Short problem A ▸
In the forum thread about Bailey's new accessories, translate this sentence into Spanish: "Too bad they don't have fashion shows for doggies."
Short problem B ▸
Count how many lines of the records contain the string "wave", treating uppercase and lowercase as different, and reply with only that number.

═════ Extracted text

# Bailey's New Accessories!



## ILoveMyGolden (Oct 19, 2006)

So! Some spoiling was in order, and aside from the tonnes of treats he got, these are the two newest purchases!

I wanted a blanket for him because walks in the rain are fun, but when we're all in a rush in the morning, the less golden to dry off, the better! It's a little thicker (for warmth) then I wanted, as he really doesn't need that, but it will do!

And after totalling my car with no Bailey in the car thank-goodness, I decided it was seriously time to get him safe! Gosh only knows how bad the accident would have been with him in there, I don't want to imagine! So with a brand new car in order, I thought a new safe habit would be good to, so I bought him a harness/doggy seatbelt for the car!

And because I love taking pictures, here is Bailey sporting his new gear! I swear we should get him modelling, ha ha -I am so biased!


----------



## Wilson's REAL Mom (Nov 10, 2006)

Cool! Let us know how the coat works out.

Oh, and where did you get it?


----------



## ILoveMyGolden (Oct 19, 2006)

Are you in Canada? If so, you *may* know the name, more Ontario maybe. It's actually a horse store called Greenhawk! They can be ordered online, come in all sizes and a couple more colours (that look awesome and are well made IMO) for $29.99! Can't beat it.


----------



## LaurJen (Aug 10, 2006)

That is one beautiful dog! Wow.


----------



## Wilson's REAL Mom (Nov 10, 2006)

ILoveMyGolden said:


> Are you in Canada?


Not quite. North GA. I'll google it and see what I can find.
Thanks.


----------



## Blondie'sPal (Aug 2, 2005)

I love the blanket -- Blondie could really use one on rainy days as well! Did you special order it?


----------



## Carsonsdaddy (Nov 1, 2006)

LaurJen said:


> That is one beautiful dog! Wow.


I was thinking the same thing....


----------



## Baileysmom (Aug 5, 2006)

Bailey is gorgeous. I love how he poses. How old is he? I would certaining like if my Bailey ended up looking like him.


----------



## Gldiebr (Oct 10, 2006)

What a gorgeous dog! Moose, the MinPin/Italian Greyhound mix would LOVE that coat! He's not thrilled w/the move from SoCal back to No. VA. Poor thing!


----------



## Wrigley's Mom (Nov 6, 2006)

Gosh--he looks so much like my Wrigley--what a handsome boy!! And I'm not biased either...


----------



## vrocco1 (Feb 25, 2006)

Bailey is beautiful. Too bad they don't have fashion shows for doggies. Bailey would be a supermodel!


----------



## PeggyK (Apr 16, 2005)

I agree with Vern-Bailey is definetely a runway dog!!! Great looking and well dressed.


----------



## jessme7 (May 29, 2006)

Awsome pictures, I wish my pups would pose like that. What a great idea with the coat. I am going to live in a ski mountain for the next 5 months for the ski season, with all the snow I just may need to get my pups coats also.


----------



## Dilligas (Jun 17, 2005)

How big is he? In those pictures he looks enormous!

Very pretty dog though!


----------



## ILoveMyGolden (Oct 19, 2006)

══════════
═════ Data supplied

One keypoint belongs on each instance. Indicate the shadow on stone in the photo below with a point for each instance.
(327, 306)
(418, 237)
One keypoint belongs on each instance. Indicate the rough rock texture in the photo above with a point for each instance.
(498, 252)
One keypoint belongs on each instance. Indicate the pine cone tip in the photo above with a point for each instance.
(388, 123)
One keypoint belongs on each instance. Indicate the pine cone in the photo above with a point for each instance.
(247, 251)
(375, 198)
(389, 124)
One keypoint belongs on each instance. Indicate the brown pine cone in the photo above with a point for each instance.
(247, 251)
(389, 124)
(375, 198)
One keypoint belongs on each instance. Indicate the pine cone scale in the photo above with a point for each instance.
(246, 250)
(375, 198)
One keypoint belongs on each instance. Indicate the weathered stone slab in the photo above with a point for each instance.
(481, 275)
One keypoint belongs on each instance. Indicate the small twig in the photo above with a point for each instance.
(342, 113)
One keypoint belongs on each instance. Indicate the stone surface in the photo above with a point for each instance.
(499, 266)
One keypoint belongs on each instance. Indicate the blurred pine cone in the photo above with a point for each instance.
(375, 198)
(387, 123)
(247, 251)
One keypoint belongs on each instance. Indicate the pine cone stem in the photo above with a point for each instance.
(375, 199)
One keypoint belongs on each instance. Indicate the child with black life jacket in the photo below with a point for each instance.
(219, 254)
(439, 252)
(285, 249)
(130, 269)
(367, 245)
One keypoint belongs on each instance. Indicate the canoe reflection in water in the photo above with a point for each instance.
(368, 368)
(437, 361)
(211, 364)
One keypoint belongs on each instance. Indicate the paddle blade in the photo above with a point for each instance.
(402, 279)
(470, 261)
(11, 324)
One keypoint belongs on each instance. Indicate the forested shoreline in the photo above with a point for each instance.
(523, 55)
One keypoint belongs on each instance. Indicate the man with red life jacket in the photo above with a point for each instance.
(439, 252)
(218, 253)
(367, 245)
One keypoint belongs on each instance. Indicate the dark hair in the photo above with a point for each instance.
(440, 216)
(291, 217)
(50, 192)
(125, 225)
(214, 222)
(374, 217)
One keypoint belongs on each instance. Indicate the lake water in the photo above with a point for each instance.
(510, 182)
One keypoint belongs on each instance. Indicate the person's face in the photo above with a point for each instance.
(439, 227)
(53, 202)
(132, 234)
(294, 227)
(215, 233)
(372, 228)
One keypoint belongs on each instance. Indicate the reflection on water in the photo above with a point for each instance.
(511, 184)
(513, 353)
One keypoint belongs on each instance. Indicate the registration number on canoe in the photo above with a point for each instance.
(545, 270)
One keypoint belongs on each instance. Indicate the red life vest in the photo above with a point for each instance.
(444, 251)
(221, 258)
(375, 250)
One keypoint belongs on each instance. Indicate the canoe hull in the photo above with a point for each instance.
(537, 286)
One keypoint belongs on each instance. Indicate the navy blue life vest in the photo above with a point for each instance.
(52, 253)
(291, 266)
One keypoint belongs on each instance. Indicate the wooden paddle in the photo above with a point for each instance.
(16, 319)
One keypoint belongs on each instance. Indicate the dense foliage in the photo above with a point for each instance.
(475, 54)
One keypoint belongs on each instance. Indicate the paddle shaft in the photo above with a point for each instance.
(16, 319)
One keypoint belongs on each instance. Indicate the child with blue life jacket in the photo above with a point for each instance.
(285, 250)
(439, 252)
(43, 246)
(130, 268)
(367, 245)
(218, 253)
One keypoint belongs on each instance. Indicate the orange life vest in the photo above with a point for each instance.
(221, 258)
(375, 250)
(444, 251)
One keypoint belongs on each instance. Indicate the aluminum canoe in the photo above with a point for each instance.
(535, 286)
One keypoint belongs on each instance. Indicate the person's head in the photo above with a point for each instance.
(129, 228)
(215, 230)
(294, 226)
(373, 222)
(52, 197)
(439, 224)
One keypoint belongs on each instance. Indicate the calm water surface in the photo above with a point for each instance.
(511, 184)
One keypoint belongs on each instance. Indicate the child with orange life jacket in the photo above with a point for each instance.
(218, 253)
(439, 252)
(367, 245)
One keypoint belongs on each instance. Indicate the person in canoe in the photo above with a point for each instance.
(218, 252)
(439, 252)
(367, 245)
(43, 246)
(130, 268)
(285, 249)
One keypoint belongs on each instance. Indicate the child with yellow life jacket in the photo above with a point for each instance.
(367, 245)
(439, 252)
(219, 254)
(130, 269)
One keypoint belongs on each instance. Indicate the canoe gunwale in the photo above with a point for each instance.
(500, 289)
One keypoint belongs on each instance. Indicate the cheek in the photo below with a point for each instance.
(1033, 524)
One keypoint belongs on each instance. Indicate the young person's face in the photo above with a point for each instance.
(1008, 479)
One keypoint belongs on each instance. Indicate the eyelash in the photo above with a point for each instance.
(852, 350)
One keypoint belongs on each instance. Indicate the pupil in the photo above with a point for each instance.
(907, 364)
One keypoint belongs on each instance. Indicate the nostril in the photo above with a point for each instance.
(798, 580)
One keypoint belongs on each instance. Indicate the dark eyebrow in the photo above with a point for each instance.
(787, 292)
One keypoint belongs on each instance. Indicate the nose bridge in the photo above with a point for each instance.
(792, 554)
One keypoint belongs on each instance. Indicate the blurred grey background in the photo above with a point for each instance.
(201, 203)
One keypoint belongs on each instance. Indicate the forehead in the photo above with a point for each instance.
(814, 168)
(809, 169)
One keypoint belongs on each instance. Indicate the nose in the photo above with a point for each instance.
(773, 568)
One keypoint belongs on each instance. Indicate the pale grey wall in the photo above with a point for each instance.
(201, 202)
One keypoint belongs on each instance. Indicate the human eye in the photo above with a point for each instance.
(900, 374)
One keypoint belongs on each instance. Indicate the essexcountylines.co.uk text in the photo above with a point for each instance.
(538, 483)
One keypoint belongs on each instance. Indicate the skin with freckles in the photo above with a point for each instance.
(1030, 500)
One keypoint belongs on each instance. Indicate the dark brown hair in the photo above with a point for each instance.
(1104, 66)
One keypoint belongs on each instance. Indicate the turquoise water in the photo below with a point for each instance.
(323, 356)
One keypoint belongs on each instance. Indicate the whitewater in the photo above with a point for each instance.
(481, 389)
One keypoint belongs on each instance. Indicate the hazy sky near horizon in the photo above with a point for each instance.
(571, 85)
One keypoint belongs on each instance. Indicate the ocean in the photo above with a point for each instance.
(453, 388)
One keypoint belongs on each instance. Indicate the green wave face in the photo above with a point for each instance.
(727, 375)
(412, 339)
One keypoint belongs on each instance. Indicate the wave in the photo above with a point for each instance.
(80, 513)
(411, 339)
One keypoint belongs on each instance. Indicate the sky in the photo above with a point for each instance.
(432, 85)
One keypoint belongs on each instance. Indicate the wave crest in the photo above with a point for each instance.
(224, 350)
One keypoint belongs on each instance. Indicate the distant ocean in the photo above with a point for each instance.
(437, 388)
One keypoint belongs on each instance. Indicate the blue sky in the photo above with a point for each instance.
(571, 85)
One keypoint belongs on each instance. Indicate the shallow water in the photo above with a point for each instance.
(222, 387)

══════════

Task result A ▸
Es una lástima que no haya desfiles de moda para perritos.

Task result B ▸
3